_Texte à étudier_:
Les 22 et 23 novembre 2018 s’est tenu à la Cité des Sciences et de l’Industrie à Paris, le forum des futurs, organisé par Futuribles International. Ce forum propose de débattre des enjeux importants pour le futur et d’éclaircir la vision de ses participants en leur permettant de s’approprier des sujets de prime abord complexes. La première journée a été l’occasion de mener une réflexion prospective dans le cadre du rapport Vigie 2018 : « Comment vivrons-nous en 2050 ? ». Elle a été organisée autour de sept grands moments : les nouvelles frontières de l’humain, les nouvelles frontières des espaces habitables, les nouvelles frontières de la citoyenneté, comment articuler mobilité et impératifs environnementaux, les nouvelles formes que prendront l’alimentation, les nouvelles formes du travail et les scénarios sur les modes de vie en 2050.

_Consigne_:
D'après le texte sur le forum des futurs, quelle organisation a organisé ce forum ?

_Données fournies_:
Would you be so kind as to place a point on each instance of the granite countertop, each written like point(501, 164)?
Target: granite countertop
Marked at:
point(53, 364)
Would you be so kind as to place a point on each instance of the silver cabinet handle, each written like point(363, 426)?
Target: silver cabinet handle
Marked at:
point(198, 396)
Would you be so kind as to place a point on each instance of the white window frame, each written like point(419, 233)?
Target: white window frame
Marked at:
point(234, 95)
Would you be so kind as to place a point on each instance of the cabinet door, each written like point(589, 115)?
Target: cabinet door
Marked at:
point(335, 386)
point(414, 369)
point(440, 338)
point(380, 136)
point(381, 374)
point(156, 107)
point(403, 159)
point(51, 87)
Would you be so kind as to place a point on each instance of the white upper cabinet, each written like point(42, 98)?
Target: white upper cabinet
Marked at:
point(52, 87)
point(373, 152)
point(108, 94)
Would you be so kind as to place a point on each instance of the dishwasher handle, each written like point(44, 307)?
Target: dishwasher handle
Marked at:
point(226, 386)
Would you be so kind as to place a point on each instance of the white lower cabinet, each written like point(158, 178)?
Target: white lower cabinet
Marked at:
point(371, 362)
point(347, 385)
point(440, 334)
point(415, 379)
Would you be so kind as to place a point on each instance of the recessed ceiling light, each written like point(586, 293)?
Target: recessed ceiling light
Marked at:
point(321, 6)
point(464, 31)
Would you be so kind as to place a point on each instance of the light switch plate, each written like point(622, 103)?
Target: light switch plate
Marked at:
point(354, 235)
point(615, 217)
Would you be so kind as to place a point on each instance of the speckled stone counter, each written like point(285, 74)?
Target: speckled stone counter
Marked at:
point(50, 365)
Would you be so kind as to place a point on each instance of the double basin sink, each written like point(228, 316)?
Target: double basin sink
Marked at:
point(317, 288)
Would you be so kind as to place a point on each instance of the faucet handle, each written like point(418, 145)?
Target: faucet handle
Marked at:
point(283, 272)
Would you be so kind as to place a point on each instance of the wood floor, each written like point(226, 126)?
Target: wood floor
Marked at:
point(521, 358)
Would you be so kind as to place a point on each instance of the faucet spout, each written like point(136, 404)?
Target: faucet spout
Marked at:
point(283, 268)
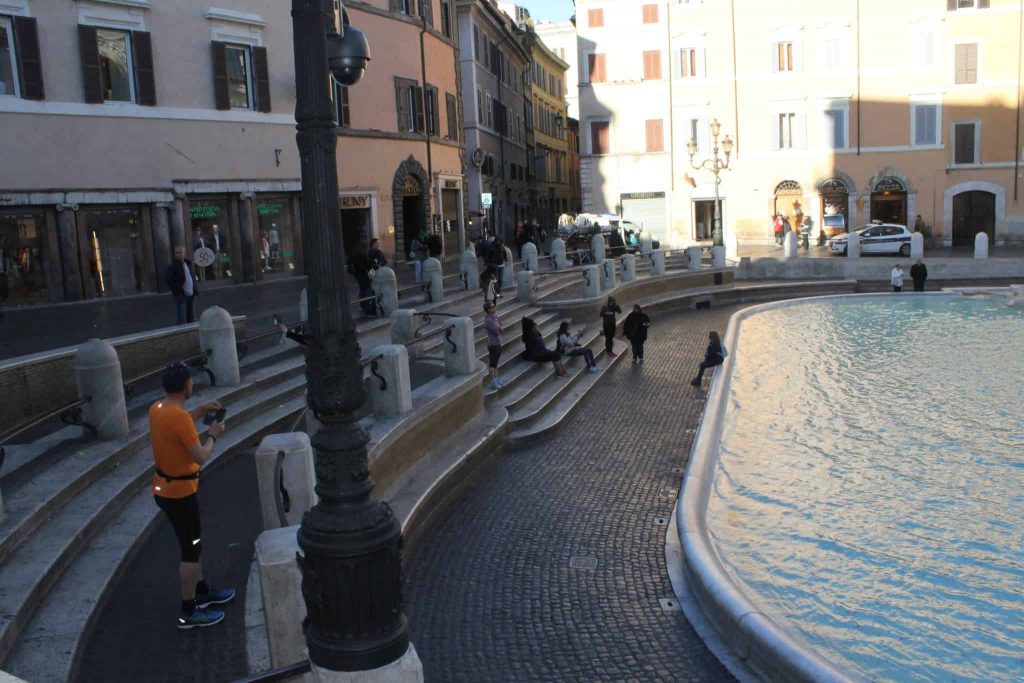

_Réponse_:
Futuribles International.